### WORK TASK
In the records below, find the line that contains "Please answer as" and the line that contains "The <path> is". Set down exactly those lines and every line between them, and nothing more.

[SOURCE DATA — start]

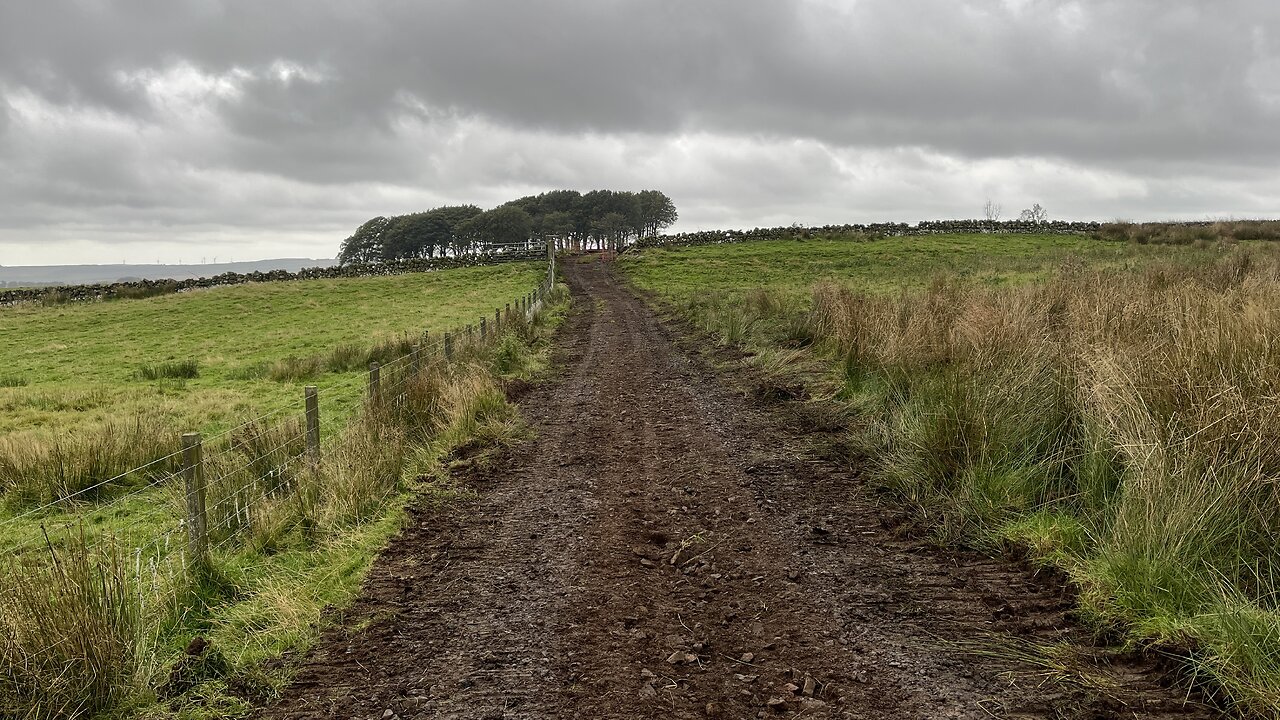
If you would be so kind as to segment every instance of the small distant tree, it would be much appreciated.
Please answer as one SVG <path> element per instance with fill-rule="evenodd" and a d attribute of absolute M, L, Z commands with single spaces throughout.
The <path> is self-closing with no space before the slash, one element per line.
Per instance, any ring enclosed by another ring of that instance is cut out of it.
<path fill-rule="evenodd" d="M 1000 222 L 1001 213 L 1000 203 L 995 200 L 987 200 L 987 204 L 982 206 L 982 214 L 986 216 L 987 222 L 992 225 Z"/>
<path fill-rule="evenodd" d="M 1018 216 L 1018 219 L 1021 220 L 1022 222 L 1035 223 L 1037 225 L 1044 222 L 1048 218 L 1049 218 L 1049 211 L 1041 207 L 1040 203 L 1036 203 L 1035 205 L 1032 205 L 1026 210 L 1023 210 L 1022 214 Z"/>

[SOURCE DATA — finish]

### ANSWER TO THIS EXERCISE
Please answer as one SVG <path> element per instance with fill-rule="evenodd" and a d attribute of absolute M, L, Z commands with single spaces throughout.
The <path> is self-closing with no space before the slash, one element per line.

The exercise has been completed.